:: DATASET EXCERPTS ::

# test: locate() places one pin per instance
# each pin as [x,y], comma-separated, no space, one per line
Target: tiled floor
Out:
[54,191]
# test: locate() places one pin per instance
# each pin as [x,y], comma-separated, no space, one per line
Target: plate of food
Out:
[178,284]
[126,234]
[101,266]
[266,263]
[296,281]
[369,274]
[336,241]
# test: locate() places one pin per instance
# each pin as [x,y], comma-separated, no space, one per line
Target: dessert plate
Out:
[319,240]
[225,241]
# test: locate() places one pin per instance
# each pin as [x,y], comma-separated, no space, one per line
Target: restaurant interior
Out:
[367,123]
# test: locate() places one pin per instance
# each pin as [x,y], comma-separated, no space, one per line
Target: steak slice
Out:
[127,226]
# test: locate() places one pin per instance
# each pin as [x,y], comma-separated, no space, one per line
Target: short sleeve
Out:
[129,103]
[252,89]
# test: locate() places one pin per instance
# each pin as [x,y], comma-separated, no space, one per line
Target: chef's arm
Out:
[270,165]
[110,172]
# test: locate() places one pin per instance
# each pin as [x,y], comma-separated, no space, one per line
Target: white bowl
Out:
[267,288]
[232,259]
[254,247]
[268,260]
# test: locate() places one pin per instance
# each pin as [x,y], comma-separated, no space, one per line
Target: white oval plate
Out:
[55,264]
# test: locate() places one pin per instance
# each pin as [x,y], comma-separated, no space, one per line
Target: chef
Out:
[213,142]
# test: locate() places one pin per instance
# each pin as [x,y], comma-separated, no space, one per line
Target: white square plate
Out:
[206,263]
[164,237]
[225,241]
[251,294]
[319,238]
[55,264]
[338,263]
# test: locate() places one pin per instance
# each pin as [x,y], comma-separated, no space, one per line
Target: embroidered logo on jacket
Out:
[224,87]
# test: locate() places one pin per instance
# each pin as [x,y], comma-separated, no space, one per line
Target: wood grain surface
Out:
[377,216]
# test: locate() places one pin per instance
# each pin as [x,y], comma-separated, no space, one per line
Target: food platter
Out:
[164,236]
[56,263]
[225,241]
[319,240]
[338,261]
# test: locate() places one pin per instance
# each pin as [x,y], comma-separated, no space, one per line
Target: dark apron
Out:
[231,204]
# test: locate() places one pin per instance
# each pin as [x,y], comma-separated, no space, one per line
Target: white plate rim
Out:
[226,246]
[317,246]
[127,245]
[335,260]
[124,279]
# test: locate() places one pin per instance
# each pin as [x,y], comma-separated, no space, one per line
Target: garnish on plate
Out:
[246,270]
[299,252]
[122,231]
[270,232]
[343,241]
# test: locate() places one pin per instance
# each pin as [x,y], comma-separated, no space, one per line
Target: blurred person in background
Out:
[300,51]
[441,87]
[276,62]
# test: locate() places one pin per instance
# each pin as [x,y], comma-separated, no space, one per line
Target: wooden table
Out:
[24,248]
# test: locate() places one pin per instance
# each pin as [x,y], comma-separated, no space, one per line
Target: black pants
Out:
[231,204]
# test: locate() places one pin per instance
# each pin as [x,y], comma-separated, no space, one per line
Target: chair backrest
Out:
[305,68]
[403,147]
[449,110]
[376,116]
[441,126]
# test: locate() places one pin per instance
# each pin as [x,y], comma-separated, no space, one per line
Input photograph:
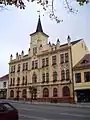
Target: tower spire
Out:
[39,26]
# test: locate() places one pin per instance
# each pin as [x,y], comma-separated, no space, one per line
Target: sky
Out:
[16,25]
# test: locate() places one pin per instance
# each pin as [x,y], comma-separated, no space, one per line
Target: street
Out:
[51,112]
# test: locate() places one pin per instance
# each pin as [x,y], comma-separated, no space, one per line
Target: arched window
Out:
[66,91]
[54,92]
[34,78]
[11,93]
[24,93]
[45,92]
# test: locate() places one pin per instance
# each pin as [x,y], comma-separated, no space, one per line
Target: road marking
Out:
[75,115]
[34,117]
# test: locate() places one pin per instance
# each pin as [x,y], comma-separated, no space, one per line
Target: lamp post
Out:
[71,59]
[31,91]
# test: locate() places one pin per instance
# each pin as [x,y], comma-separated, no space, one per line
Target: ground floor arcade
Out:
[53,93]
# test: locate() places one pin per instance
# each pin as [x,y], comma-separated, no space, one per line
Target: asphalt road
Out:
[51,112]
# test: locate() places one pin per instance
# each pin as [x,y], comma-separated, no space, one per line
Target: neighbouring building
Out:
[3,86]
[45,73]
[82,79]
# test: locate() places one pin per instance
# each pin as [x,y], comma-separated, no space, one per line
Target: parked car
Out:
[8,112]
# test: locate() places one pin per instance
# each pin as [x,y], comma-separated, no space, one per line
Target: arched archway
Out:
[34,78]
[66,91]
[54,92]
[45,92]
[24,93]
[12,93]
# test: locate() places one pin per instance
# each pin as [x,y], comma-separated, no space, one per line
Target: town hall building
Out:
[45,73]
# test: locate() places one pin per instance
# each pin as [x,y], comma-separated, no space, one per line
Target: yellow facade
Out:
[56,85]
[82,83]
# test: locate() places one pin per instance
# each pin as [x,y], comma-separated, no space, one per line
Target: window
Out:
[23,66]
[8,106]
[45,92]
[54,76]
[27,66]
[43,62]
[36,64]
[78,77]
[12,69]
[24,93]
[62,75]
[32,64]
[47,77]
[87,76]
[34,78]
[18,70]
[18,81]
[4,84]
[13,81]
[66,57]
[67,75]
[54,60]
[66,91]
[47,61]
[34,50]
[23,81]
[62,58]
[43,77]
[54,92]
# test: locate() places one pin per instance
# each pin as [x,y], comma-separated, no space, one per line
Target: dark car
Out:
[8,112]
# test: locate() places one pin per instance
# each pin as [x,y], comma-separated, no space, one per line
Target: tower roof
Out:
[39,28]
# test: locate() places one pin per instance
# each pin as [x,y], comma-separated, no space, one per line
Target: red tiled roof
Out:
[4,77]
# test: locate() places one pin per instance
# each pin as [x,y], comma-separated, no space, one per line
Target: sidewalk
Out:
[80,105]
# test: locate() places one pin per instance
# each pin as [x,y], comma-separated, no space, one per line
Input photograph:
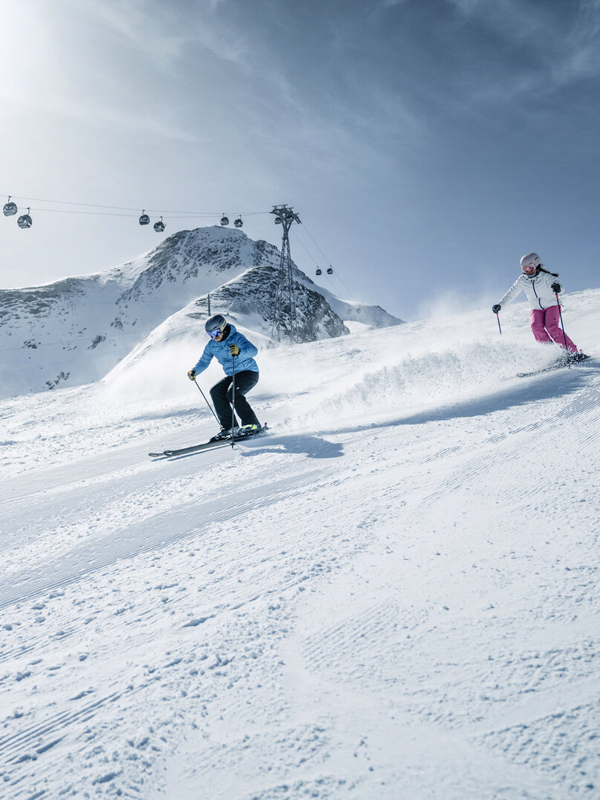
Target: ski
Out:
[212,444]
[563,362]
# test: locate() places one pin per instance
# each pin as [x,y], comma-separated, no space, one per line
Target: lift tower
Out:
[284,306]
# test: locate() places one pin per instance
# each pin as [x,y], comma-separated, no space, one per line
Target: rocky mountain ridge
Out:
[77,330]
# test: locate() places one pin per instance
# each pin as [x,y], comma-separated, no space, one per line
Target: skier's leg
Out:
[244,381]
[221,401]
[537,325]
[552,324]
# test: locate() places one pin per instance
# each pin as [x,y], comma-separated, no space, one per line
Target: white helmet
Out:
[530,263]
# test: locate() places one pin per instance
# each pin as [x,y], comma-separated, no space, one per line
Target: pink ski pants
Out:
[546,328]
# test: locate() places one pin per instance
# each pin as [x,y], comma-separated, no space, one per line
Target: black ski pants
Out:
[222,392]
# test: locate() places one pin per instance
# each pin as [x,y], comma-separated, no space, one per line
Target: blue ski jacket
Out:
[220,351]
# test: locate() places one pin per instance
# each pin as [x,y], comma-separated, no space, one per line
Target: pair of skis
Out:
[212,444]
[563,362]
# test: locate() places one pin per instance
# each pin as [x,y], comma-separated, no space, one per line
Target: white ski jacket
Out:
[536,287]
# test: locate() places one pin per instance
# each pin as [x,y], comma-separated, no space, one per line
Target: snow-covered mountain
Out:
[76,330]
[392,596]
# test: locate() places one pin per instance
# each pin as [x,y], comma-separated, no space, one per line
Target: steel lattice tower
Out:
[284,306]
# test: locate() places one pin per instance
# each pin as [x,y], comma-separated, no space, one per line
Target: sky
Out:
[425,144]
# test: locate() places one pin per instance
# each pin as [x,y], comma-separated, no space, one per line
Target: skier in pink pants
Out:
[542,290]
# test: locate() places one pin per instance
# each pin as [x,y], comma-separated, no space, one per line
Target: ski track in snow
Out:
[395,594]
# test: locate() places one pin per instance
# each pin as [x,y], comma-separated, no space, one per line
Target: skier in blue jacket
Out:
[226,344]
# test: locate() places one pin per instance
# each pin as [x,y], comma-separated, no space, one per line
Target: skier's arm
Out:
[512,292]
[204,360]
[247,349]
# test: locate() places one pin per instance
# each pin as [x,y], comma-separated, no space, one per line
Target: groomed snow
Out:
[393,595]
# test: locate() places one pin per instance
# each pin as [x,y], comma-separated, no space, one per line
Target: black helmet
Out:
[216,323]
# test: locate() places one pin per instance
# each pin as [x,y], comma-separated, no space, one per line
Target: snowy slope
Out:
[394,595]
[75,331]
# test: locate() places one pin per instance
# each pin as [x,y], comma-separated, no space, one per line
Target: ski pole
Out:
[562,325]
[207,403]
[232,399]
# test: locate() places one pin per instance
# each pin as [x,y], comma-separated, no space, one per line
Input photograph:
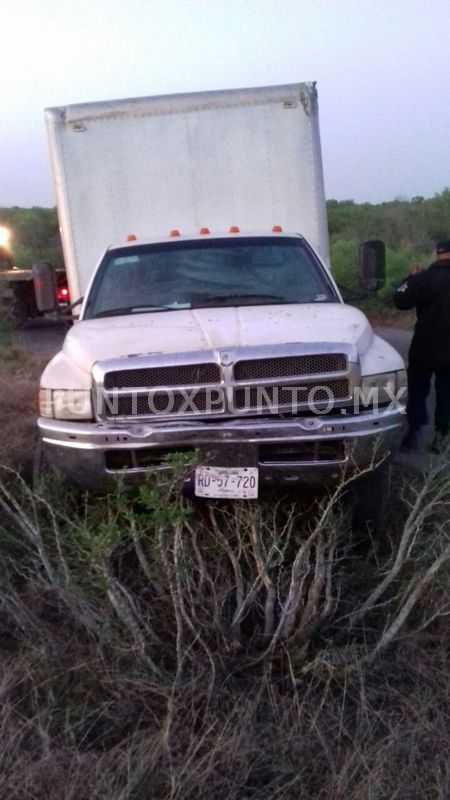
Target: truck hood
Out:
[189,330]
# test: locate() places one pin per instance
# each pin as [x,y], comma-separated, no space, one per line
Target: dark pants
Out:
[419,384]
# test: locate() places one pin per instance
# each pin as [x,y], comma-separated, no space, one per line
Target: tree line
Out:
[409,228]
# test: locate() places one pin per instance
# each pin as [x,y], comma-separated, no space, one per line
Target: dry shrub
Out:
[154,649]
[19,386]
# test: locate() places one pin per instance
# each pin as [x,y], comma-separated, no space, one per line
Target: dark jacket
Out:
[428,291]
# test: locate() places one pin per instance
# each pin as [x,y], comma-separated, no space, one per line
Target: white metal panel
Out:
[248,157]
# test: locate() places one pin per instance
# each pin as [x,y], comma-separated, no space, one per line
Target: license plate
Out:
[232,482]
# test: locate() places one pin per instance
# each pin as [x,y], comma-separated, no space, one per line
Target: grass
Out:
[143,656]
[19,386]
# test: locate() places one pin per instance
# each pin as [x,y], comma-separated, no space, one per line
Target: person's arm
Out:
[409,290]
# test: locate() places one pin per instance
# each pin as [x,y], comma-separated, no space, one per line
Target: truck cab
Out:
[233,347]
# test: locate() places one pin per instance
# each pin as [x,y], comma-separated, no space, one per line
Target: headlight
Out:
[65,403]
[384,387]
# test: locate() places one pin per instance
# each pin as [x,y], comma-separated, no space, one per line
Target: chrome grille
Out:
[272,396]
[237,381]
[179,375]
[161,403]
[288,366]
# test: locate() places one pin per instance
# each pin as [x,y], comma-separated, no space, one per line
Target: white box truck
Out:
[211,323]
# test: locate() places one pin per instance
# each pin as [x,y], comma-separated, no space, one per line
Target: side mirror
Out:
[44,279]
[372,265]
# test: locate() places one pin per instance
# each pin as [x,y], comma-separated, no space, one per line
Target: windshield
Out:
[200,274]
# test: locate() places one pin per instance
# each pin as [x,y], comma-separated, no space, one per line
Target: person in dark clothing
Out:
[428,291]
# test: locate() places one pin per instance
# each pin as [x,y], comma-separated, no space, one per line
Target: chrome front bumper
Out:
[90,453]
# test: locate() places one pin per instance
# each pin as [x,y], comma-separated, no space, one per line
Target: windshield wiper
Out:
[273,298]
[116,312]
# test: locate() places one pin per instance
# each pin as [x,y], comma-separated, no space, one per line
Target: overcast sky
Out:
[382,69]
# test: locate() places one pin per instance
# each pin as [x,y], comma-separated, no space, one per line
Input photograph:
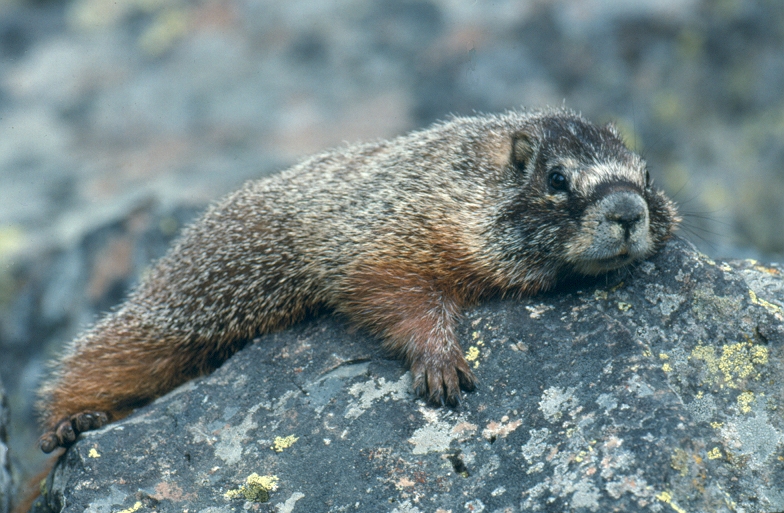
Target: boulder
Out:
[658,388]
[6,481]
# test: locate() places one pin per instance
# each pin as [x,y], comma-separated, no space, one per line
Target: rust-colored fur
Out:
[399,235]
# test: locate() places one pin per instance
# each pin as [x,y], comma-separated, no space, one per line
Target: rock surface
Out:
[656,390]
[6,481]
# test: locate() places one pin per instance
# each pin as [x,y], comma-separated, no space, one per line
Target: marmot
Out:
[397,235]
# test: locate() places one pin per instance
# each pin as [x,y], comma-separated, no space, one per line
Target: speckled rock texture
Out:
[6,481]
[658,389]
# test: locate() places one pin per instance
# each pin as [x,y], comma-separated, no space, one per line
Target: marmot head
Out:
[576,199]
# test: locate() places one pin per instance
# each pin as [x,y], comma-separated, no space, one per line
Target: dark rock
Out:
[659,392]
[6,481]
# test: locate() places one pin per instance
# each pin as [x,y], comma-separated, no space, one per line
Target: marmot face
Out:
[584,203]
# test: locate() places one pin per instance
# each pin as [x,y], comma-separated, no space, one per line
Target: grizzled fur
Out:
[399,235]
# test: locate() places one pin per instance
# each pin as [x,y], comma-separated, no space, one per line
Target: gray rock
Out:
[657,389]
[6,481]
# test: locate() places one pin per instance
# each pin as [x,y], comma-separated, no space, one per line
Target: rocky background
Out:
[120,120]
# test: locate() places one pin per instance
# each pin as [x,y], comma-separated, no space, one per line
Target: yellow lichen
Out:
[737,362]
[744,401]
[281,443]
[472,354]
[256,488]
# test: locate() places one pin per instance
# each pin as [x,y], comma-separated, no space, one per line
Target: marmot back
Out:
[399,235]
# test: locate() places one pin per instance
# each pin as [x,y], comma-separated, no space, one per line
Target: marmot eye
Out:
[557,180]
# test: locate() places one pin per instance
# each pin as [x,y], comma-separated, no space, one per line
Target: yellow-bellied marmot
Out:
[399,235]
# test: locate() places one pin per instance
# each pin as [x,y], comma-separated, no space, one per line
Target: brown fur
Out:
[399,235]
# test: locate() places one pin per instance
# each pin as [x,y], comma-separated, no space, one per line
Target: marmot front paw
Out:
[68,428]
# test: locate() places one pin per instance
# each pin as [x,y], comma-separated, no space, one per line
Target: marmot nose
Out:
[625,208]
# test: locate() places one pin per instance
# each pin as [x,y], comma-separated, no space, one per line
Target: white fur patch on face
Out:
[586,182]
[613,233]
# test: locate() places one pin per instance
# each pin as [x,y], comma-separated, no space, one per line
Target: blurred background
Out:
[119,120]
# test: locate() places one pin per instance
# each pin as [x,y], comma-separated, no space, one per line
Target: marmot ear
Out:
[613,129]
[522,151]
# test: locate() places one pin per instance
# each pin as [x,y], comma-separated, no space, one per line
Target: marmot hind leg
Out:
[416,321]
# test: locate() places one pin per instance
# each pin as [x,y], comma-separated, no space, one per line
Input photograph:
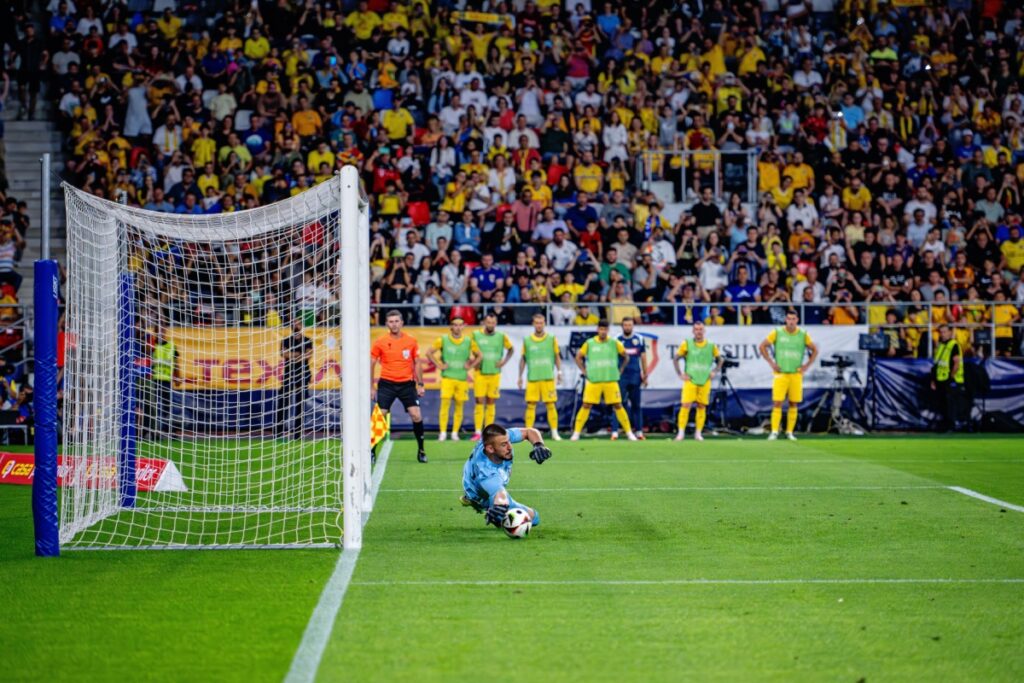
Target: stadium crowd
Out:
[506,146]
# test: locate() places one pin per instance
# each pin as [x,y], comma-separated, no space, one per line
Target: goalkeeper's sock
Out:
[478,418]
[624,419]
[581,422]
[418,430]
[684,419]
[530,416]
[442,415]
[460,407]
[552,416]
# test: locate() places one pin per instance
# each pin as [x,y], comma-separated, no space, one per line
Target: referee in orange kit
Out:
[400,378]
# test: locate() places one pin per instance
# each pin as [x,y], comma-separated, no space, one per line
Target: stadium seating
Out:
[786,141]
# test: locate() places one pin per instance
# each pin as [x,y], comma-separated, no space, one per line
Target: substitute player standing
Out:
[543,365]
[496,350]
[601,360]
[455,355]
[702,363]
[634,378]
[488,469]
[790,346]
[401,377]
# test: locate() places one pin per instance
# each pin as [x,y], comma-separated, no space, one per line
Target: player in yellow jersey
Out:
[702,363]
[496,350]
[455,355]
[602,359]
[541,359]
[790,346]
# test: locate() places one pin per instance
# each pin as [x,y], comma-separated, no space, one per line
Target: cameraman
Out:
[947,378]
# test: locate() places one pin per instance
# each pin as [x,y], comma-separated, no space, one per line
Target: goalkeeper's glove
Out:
[540,454]
[496,514]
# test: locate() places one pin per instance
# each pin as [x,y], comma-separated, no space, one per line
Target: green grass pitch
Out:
[813,555]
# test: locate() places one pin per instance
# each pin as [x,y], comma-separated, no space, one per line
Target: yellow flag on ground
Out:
[379,426]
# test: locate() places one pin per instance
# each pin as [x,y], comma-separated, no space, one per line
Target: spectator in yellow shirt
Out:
[856,197]
[363,22]
[588,176]
[306,122]
[397,121]
[801,172]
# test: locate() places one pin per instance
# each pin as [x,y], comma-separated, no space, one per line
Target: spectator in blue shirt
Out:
[742,291]
[485,280]
[466,237]
[578,216]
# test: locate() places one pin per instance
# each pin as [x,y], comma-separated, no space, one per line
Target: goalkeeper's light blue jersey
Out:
[482,478]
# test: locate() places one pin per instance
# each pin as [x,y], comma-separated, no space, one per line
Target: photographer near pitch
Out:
[947,378]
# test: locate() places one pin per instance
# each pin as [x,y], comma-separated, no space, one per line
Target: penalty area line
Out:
[314,638]
[986,499]
[679,488]
[698,582]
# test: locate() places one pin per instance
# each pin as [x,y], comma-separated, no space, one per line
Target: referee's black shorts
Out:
[388,392]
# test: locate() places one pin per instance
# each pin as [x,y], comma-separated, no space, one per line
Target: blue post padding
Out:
[44,484]
[126,388]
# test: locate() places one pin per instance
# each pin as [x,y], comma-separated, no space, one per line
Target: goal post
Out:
[203,396]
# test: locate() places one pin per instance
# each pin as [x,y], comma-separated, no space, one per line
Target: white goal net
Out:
[202,402]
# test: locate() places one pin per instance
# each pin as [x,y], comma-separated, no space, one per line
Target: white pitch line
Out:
[682,460]
[314,639]
[695,582]
[674,488]
[987,499]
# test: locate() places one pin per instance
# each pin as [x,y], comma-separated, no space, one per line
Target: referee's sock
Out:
[418,430]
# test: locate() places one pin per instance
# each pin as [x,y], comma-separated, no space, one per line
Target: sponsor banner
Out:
[227,357]
[151,473]
[663,342]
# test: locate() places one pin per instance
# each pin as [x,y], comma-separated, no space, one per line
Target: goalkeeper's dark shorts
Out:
[388,392]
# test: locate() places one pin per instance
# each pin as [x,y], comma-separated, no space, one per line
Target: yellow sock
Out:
[530,416]
[684,417]
[791,419]
[457,418]
[581,419]
[552,416]
[442,415]
[624,419]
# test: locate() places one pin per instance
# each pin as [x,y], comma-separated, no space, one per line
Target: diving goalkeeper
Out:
[488,469]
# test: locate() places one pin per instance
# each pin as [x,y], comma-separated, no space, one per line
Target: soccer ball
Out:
[516,523]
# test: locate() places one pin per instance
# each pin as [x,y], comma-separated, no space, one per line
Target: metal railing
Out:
[665,313]
[731,171]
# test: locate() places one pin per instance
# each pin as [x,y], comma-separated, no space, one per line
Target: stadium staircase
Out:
[26,141]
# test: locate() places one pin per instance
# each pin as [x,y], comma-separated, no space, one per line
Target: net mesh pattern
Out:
[233,350]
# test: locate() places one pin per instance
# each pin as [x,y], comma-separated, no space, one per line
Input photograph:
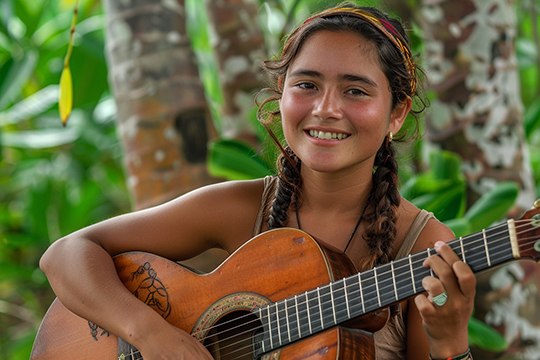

:::

** YOUR OBJECTIVE **
Take from the listing above each line containing "marmot".

** EXERCISE SOLUTION **
Target: marmot
Target: marmot head
Target: marmot face
Target: marmot back
Target: marmot eye
Target: yellow-bellied marmot
Target: marmot front paw
Target: marmot nose
Target: marmot ear
Target: marmot hind leg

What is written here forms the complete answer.